_INFORMATION:_
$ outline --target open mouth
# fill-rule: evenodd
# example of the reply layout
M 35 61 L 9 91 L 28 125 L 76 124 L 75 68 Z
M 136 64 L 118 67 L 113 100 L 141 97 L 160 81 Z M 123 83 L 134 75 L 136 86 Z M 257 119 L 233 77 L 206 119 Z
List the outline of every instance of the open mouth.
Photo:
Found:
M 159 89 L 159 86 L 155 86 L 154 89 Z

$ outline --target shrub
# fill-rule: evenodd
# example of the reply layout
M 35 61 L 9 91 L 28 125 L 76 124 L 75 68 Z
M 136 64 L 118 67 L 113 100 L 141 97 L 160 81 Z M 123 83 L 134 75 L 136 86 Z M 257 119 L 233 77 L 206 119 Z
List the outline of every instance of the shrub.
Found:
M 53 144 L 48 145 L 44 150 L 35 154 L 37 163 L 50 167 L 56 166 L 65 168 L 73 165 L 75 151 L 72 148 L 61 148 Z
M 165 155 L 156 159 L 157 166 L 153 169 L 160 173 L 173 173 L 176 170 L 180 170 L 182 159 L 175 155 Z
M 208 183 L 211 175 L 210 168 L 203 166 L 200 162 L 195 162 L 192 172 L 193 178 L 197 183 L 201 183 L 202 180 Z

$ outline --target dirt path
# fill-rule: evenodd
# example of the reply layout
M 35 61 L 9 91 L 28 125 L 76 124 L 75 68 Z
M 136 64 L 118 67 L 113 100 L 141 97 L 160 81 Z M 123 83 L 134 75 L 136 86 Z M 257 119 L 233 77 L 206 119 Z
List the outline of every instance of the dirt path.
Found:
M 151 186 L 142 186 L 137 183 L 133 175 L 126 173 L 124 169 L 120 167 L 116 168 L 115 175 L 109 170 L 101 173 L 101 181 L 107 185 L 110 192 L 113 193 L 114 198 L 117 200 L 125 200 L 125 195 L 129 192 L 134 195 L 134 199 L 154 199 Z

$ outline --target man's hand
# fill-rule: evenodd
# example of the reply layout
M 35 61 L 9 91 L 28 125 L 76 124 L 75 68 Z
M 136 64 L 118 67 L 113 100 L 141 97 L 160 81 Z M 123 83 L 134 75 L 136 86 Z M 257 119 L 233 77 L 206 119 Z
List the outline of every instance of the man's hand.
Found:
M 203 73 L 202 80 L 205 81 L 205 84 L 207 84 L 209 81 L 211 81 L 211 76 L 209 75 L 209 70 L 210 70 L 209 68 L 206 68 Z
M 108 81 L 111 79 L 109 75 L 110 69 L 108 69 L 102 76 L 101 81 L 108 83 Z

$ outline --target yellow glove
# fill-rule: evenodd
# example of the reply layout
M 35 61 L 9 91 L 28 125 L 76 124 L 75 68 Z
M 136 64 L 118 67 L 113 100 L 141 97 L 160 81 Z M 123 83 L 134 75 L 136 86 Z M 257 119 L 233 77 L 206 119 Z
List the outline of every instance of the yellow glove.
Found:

_GOAL OF THE EXERCISE:_
Every record must be returned exactly.

_RESPONSE TO THIS TASK:_
$ outline --target open mouth
# fill-rule: evenodd
# example of the reply layout
M 35 61 L 9 91 L 28 125 L 76 124 L 75 68 Z
M 136 64 L 118 67 L 113 100 L 141 97 L 160 81 Z M 123 83 L 134 75 L 136 86 Z M 257 119 L 233 77 L 206 119 Z
List the outline of every instance of the open mouth.
Photo:
Found:
M 159 89 L 159 86 L 155 86 L 154 89 Z

$ outline --target shrub
# fill-rule: evenodd
# example of the reply layout
M 35 61 L 9 91 L 28 125 L 76 124 L 75 68 Z
M 136 64 L 118 67 L 113 100 L 141 97 L 160 81 Z M 123 83 L 134 75 L 136 86 Z M 257 119 L 233 77 L 206 119 Z
List the outline of every instance of the shrub.
Found:
M 53 144 L 48 145 L 44 150 L 35 154 L 37 163 L 50 167 L 56 166 L 65 168 L 73 165 L 75 151 L 72 148 L 61 148 Z
M 165 155 L 156 159 L 157 166 L 153 169 L 160 173 L 173 173 L 176 170 L 180 170 L 182 159 L 175 155 Z
M 208 183 L 211 175 L 210 168 L 203 166 L 200 162 L 195 162 L 192 172 L 193 178 L 197 183 L 201 183 L 202 180 Z

$ outline --target dirt path
# fill-rule: evenodd
# example of the reply layout
M 35 61 L 9 91 L 28 125 L 76 124 L 75 68 Z
M 136 64 L 118 67 L 113 100 L 141 97 L 160 81 Z M 123 83 L 134 75 L 136 86 Z M 257 119 L 233 77 L 206 119 Z
List the outline of every instance of the dirt path.
Found:
M 151 186 L 142 186 L 137 183 L 133 175 L 126 173 L 124 169 L 120 167 L 116 168 L 115 175 L 109 170 L 101 173 L 101 181 L 107 185 L 110 192 L 113 193 L 114 198 L 117 200 L 125 200 L 125 195 L 129 192 L 134 195 L 134 199 L 154 199 Z

$ outline --target man's hand
# fill-rule: evenodd
# example of the reply layout
M 35 61 L 9 91 L 28 125 L 76 124 L 75 68 Z
M 136 64 L 118 67 L 113 100 L 141 97 L 160 81 Z M 123 83 L 134 75 L 136 86 Z M 257 119 L 233 77 L 206 119 Z
List the outline of every instance of the man's hand.
Found:
M 203 73 L 202 80 L 205 81 L 205 84 L 207 84 L 209 81 L 211 81 L 211 76 L 209 75 L 209 70 L 210 70 L 209 68 L 206 68 Z
M 108 81 L 111 79 L 109 75 L 110 69 L 108 69 L 102 76 L 101 81 L 108 83 Z

$ outline --target yellow glove
# fill-rule: evenodd
# example of the reply layout
M 35 61 L 9 91 L 28 125 L 76 124 L 75 68 Z
M 136 64 L 118 67 L 113 100 L 141 97 L 160 81 Z M 123 83 L 134 75 L 136 86 Z M 257 119 L 233 77 L 206 119 Z
List the outline of every instance of the yellow glove.
Found:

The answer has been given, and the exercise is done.